── Dataset records

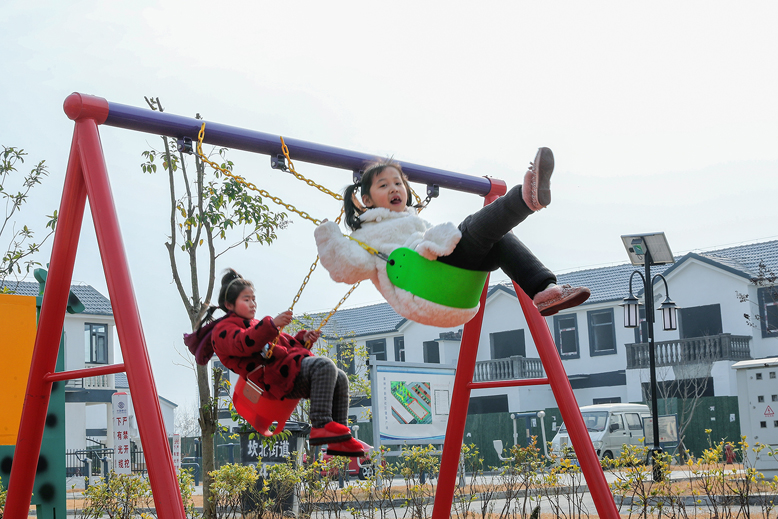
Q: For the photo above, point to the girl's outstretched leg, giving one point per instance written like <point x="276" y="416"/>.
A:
<point x="321" y="381"/>
<point x="340" y="399"/>
<point x="482" y="229"/>
<point x="521" y="265"/>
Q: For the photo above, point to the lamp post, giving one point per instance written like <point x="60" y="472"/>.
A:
<point x="647" y="250"/>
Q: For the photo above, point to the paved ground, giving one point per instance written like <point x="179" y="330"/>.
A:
<point x="587" y="503"/>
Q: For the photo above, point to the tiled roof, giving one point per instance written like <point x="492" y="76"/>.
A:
<point x="94" y="302"/>
<point x="120" y="381"/>
<point x="606" y="283"/>
<point x="363" y="320"/>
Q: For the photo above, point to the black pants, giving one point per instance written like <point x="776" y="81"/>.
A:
<point x="488" y="244"/>
<point x="327" y="387"/>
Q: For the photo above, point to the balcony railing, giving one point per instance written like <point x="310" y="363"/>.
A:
<point x="98" y="382"/>
<point x="512" y="368"/>
<point x="699" y="349"/>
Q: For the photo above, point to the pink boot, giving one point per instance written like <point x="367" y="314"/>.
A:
<point x="351" y="448"/>
<point x="331" y="432"/>
<point x="536" y="189"/>
<point x="559" y="297"/>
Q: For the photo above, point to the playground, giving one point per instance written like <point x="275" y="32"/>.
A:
<point x="87" y="177"/>
<point x="648" y="123"/>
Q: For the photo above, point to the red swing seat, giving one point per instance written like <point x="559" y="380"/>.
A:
<point x="261" y="411"/>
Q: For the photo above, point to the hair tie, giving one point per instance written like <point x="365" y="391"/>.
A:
<point x="230" y="284"/>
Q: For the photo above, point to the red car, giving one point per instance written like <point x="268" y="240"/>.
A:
<point x="359" y="467"/>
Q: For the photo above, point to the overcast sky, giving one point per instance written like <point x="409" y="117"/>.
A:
<point x="662" y="116"/>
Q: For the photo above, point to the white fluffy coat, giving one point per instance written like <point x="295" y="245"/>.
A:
<point x="386" y="230"/>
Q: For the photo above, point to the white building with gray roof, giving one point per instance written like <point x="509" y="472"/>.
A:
<point x="604" y="361"/>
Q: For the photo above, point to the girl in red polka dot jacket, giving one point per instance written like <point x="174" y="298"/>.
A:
<point x="286" y="370"/>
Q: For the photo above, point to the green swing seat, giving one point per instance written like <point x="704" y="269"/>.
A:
<point x="435" y="281"/>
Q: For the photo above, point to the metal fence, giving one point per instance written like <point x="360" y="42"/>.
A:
<point x="102" y="458"/>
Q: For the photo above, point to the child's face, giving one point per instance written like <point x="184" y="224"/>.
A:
<point x="245" y="305"/>
<point x="387" y="191"/>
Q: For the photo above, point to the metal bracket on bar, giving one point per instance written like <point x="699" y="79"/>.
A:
<point x="278" y="162"/>
<point x="185" y="145"/>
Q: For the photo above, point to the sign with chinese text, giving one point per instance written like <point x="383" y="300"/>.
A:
<point x="121" y="433"/>
<point x="176" y="450"/>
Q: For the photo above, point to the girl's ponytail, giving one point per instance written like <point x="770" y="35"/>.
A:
<point x="351" y="211"/>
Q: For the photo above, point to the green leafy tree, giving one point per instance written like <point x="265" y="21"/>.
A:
<point x="210" y="214"/>
<point x="18" y="239"/>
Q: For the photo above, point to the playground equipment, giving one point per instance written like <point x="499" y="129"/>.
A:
<point x="261" y="411"/>
<point x="87" y="176"/>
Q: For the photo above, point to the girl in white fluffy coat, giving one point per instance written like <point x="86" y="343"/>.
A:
<point x="483" y="241"/>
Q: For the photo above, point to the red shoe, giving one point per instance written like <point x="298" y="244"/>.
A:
<point x="559" y="297"/>
<point x="332" y="432"/>
<point x="351" y="448"/>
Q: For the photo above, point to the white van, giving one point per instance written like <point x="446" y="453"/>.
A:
<point x="610" y="427"/>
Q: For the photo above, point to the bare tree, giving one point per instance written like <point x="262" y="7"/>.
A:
<point x="19" y="246"/>
<point x="187" y="421"/>
<point x="207" y="208"/>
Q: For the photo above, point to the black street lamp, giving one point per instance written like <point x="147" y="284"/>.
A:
<point x="647" y="250"/>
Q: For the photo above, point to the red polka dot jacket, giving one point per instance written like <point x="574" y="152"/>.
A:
<point x="239" y="343"/>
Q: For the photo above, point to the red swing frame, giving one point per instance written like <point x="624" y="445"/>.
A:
<point x="87" y="176"/>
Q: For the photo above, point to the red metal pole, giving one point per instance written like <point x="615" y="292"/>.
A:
<point x="460" y="396"/>
<point x="460" y="401"/>
<point x="162" y="477"/>
<point x="47" y="338"/>
<point x="568" y="407"/>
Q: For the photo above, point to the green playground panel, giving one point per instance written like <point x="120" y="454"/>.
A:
<point x="435" y="281"/>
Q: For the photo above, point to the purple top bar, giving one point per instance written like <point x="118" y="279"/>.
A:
<point x="161" y="123"/>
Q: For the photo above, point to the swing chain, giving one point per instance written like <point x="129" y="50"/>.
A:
<point x="342" y="300"/>
<point x="303" y="214"/>
<point x="247" y="184"/>
<point x="298" y="176"/>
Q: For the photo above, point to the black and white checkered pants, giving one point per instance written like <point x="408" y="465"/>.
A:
<point x="326" y="386"/>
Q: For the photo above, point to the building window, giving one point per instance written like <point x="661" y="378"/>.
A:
<point x="700" y="321"/>
<point x="607" y="400"/>
<point x="633" y="421"/>
<point x="377" y="348"/>
<point x="399" y="349"/>
<point x="602" y="332"/>
<point x="345" y="357"/>
<point x="566" y="335"/>
<point x="507" y="344"/>
<point x="431" y="352"/>
<point x="768" y="311"/>
<point x="96" y="343"/>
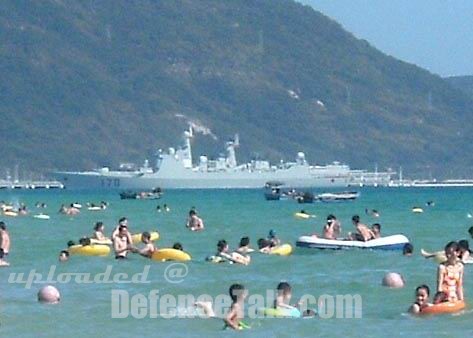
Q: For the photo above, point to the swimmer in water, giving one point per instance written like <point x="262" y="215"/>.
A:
<point x="122" y="222"/>
<point x="408" y="249"/>
<point x="332" y="228"/>
<point x="450" y="274"/>
<point x="99" y="230"/>
<point x="283" y="300"/>
<point x="422" y="299"/>
<point x="244" y="246"/>
<point x="178" y="246"/>
<point x="4" y="239"/>
<point x="235" y="315"/>
<point x="233" y="319"/>
<point x="264" y="246"/>
<point x="440" y="297"/>
<point x="149" y="248"/>
<point x="3" y="262"/>
<point x="194" y="222"/>
<point x="376" y="229"/>
<point x="363" y="232"/>
<point x="464" y="250"/>
<point x="372" y="212"/>
<point x="283" y="297"/>
<point x="273" y="238"/>
<point x="122" y="244"/>
<point x="224" y="252"/>
<point x="64" y="256"/>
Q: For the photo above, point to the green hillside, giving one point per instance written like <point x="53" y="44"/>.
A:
<point x="90" y="83"/>
<point x="464" y="83"/>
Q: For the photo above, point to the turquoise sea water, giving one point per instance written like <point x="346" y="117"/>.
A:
<point x="85" y="309"/>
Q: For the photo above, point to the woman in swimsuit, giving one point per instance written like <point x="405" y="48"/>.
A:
<point x="422" y="299"/>
<point x="450" y="274"/>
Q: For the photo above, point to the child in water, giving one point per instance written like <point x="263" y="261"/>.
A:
<point x="238" y="293"/>
<point x="234" y="317"/>
<point x="422" y="299"/>
<point x="283" y="299"/>
<point x="244" y="247"/>
<point x="440" y="297"/>
<point x="464" y="250"/>
<point x="450" y="274"/>
<point x="224" y="252"/>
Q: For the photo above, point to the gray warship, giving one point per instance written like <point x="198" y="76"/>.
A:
<point x="175" y="169"/>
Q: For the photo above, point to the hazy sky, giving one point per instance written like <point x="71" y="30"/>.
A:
<point x="433" y="34"/>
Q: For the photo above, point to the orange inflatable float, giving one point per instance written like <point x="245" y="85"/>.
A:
<point x="447" y="307"/>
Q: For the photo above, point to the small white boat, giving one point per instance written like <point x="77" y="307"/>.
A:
<point x="338" y="196"/>
<point x="394" y="242"/>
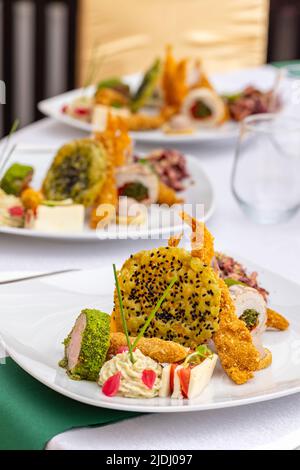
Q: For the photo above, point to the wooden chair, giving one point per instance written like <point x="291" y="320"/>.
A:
<point x="123" y="37"/>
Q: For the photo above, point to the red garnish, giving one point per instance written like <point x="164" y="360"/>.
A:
<point x="172" y="372"/>
<point x="16" y="211"/>
<point x="82" y="111"/>
<point x="184" y="375"/>
<point x="148" y="378"/>
<point x="111" y="385"/>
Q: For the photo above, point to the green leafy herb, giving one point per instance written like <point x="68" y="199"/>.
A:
<point x="154" y="311"/>
<point x="250" y="317"/>
<point x="109" y="83"/>
<point x="135" y="190"/>
<point x="130" y="347"/>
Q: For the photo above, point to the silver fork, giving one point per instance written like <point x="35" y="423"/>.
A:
<point x="37" y="276"/>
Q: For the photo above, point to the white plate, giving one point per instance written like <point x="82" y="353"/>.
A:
<point x="40" y="313"/>
<point x="262" y="77"/>
<point x="200" y="191"/>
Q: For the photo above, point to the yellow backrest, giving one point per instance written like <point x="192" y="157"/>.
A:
<point x="123" y="36"/>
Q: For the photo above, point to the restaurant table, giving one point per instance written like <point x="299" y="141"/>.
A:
<point x="274" y="424"/>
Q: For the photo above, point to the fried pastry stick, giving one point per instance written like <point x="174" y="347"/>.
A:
<point x="233" y="341"/>
<point x="276" y="321"/>
<point x="158" y="349"/>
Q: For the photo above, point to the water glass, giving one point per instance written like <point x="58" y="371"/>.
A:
<point x="266" y="172"/>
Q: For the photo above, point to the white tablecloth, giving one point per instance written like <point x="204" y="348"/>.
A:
<point x="274" y="424"/>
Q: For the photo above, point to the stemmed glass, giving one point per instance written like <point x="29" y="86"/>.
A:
<point x="266" y="172"/>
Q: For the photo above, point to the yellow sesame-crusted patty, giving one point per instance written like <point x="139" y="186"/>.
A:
<point x="190" y="313"/>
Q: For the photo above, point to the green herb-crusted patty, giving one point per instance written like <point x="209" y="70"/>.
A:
<point x="16" y="179"/>
<point x="77" y="172"/>
<point x="87" y="344"/>
<point x="190" y="313"/>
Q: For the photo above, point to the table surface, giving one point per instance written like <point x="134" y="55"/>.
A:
<point x="274" y="247"/>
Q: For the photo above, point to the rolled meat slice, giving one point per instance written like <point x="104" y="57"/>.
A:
<point x="251" y="308"/>
<point x="204" y="108"/>
<point x="139" y="182"/>
<point x="86" y="345"/>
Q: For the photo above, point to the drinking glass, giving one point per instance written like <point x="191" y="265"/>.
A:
<point x="266" y="172"/>
<point x="287" y="90"/>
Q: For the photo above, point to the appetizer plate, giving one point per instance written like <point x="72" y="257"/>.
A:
<point x="34" y="326"/>
<point x="227" y="83"/>
<point x="199" y="191"/>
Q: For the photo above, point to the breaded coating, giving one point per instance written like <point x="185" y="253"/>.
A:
<point x="167" y="195"/>
<point x="190" y="313"/>
<point x="233" y="342"/>
<point x="265" y="361"/>
<point x="158" y="349"/>
<point x="174" y="240"/>
<point x="201" y="239"/>
<point x="107" y="196"/>
<point x="276" y="321"/>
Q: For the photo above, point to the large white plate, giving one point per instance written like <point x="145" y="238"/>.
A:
<point x="36" y="315"/>
<point x="262" y="77"/>
<point x="199" y="191"/>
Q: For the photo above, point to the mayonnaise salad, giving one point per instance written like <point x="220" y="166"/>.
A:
<point x="131" y="382"/>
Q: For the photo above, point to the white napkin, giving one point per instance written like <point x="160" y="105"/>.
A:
<point x="269" y="425"/>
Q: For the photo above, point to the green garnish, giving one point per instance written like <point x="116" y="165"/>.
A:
<point x="116" y="105"/>
<point x="130" y="347"/>
<point x="109" y="83"/>
<point x="154" y="311"/>
<point x="135" y="190"/>
<point x="200" y="111"/>
<point x="229" y="281"/>
<point x="250" y="317"/>
<point x="202" y="352"/>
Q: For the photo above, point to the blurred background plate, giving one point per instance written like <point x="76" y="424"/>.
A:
<point x="199" y="190"/>
<point x="227" y="83"/>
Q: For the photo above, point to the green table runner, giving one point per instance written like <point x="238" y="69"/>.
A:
<point x="31" y="413"/>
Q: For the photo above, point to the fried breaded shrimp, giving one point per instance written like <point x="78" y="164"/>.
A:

────

Find the lines above that contain the word "seat" and collect them.

> **Written reply**
Q: For the photo above, point to the red swing seat, giving one point per instance written like <point x="559" y="380"/>.
Q: For the photo above, point to the green swing seat, giving one point per instance written like <point x="704" y="269"/>.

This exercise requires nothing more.